═════ Raw data ═════

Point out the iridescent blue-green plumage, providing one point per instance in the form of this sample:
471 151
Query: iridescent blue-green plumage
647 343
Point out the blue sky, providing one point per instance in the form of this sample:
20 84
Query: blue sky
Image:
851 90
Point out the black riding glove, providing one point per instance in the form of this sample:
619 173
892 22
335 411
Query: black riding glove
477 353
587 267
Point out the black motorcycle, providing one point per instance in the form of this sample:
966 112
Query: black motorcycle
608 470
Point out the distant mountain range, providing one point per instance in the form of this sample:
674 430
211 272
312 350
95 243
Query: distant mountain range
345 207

═════
═════ Raw data ═════

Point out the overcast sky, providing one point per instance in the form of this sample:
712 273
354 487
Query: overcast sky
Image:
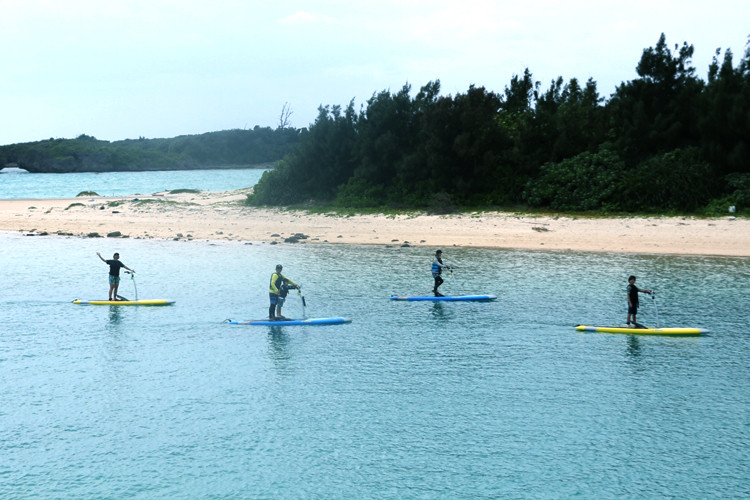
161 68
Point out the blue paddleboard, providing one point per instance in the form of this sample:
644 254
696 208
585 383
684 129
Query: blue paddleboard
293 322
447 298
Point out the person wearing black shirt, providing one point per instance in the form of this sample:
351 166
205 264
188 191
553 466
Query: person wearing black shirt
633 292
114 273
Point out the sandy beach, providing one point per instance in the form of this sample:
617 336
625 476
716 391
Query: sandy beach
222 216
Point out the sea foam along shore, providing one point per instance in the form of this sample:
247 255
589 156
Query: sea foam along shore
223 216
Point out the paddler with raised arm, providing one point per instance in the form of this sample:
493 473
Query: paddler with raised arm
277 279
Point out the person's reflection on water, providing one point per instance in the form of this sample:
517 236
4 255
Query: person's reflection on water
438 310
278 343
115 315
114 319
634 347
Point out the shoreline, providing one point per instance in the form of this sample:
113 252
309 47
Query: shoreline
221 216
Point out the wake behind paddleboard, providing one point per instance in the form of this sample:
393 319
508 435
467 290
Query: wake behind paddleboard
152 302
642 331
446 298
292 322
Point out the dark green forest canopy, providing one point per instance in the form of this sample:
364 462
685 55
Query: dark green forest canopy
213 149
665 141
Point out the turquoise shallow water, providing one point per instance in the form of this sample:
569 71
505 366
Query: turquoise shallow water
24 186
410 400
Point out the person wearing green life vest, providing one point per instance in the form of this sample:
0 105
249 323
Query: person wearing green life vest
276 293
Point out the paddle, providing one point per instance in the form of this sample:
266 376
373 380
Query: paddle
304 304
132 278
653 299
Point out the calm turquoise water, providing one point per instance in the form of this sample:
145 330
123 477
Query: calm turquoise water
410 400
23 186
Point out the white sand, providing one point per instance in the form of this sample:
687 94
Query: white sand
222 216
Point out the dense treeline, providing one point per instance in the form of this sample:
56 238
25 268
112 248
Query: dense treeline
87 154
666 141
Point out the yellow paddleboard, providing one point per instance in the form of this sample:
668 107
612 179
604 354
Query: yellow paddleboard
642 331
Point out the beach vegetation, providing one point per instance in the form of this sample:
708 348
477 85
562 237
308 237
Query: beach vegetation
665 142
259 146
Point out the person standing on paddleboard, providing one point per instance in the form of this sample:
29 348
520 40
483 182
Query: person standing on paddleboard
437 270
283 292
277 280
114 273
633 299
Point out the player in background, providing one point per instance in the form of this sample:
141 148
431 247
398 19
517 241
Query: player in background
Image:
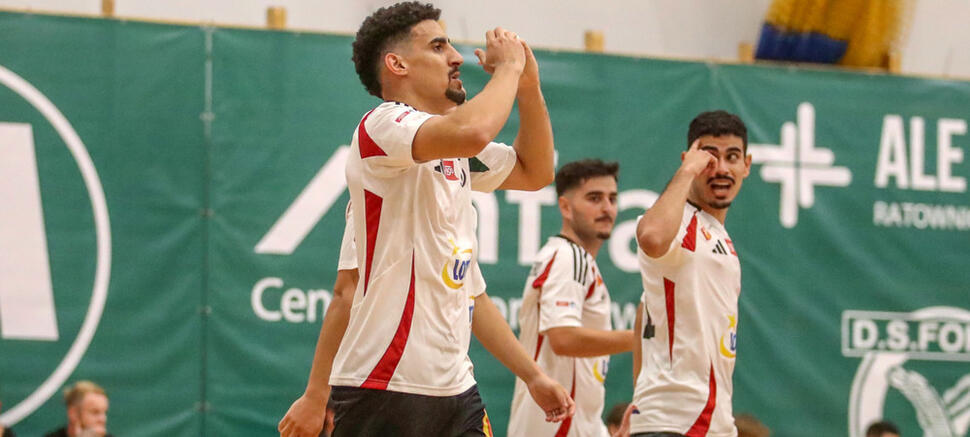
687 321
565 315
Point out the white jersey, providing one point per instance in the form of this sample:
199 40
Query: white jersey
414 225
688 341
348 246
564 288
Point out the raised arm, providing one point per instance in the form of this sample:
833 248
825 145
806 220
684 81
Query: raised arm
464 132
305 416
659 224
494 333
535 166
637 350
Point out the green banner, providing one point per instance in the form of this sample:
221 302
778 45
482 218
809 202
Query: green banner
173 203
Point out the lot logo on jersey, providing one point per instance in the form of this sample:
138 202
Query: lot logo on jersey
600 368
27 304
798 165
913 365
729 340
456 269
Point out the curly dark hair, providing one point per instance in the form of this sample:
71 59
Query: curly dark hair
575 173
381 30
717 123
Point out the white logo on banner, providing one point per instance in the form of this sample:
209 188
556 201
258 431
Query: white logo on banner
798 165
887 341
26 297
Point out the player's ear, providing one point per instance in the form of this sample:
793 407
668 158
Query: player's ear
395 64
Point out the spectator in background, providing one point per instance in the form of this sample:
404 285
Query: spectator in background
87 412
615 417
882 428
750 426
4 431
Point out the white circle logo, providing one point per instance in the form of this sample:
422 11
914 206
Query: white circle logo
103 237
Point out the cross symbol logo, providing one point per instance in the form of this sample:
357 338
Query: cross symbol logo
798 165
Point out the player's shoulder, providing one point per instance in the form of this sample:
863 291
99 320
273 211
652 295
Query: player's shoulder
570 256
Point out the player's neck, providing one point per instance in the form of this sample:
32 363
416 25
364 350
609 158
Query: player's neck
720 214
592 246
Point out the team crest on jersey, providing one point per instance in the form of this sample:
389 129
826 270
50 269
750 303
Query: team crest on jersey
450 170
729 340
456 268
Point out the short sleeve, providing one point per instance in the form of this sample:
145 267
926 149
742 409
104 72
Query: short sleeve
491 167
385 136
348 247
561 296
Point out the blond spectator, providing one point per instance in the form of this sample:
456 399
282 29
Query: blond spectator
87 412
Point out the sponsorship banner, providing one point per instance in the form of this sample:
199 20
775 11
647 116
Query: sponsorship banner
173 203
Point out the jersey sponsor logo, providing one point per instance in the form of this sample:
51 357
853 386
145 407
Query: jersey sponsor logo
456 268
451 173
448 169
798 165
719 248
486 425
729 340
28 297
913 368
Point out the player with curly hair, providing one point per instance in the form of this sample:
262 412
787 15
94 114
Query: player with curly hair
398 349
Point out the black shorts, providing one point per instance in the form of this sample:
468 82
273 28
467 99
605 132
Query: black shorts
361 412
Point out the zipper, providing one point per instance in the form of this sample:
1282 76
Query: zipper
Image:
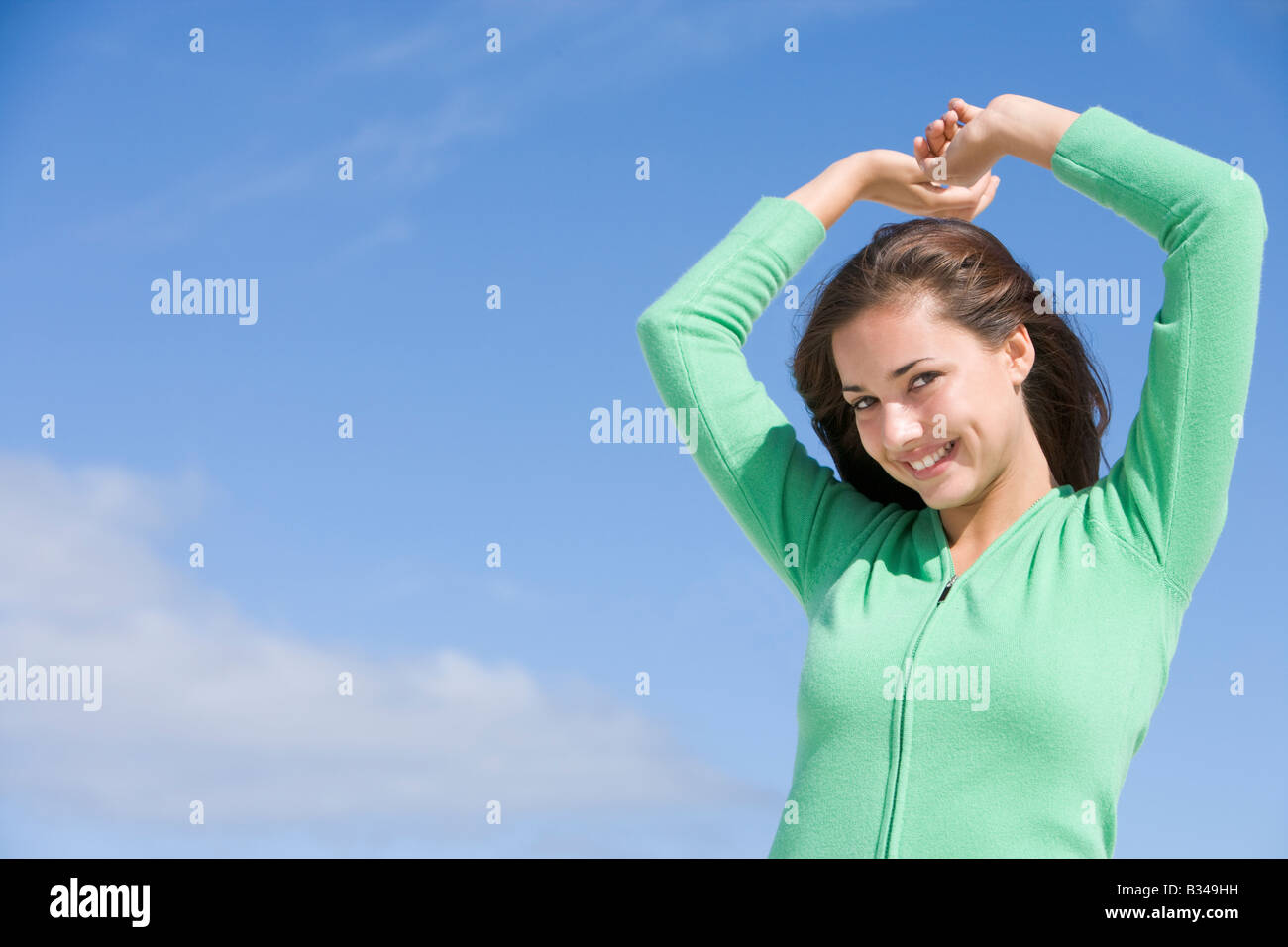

═════

#### Work to do:
Pull out every line of the records that contains the string "dark", matching case exactly.

#### Output for this task:
Point out the dark green forest canopy, providing one point per instance in the form of this sample:
Query: dark green forest canopy
Point out the curly dark hair, providing one point per instance in the form of this sample:
Query: curly dark hair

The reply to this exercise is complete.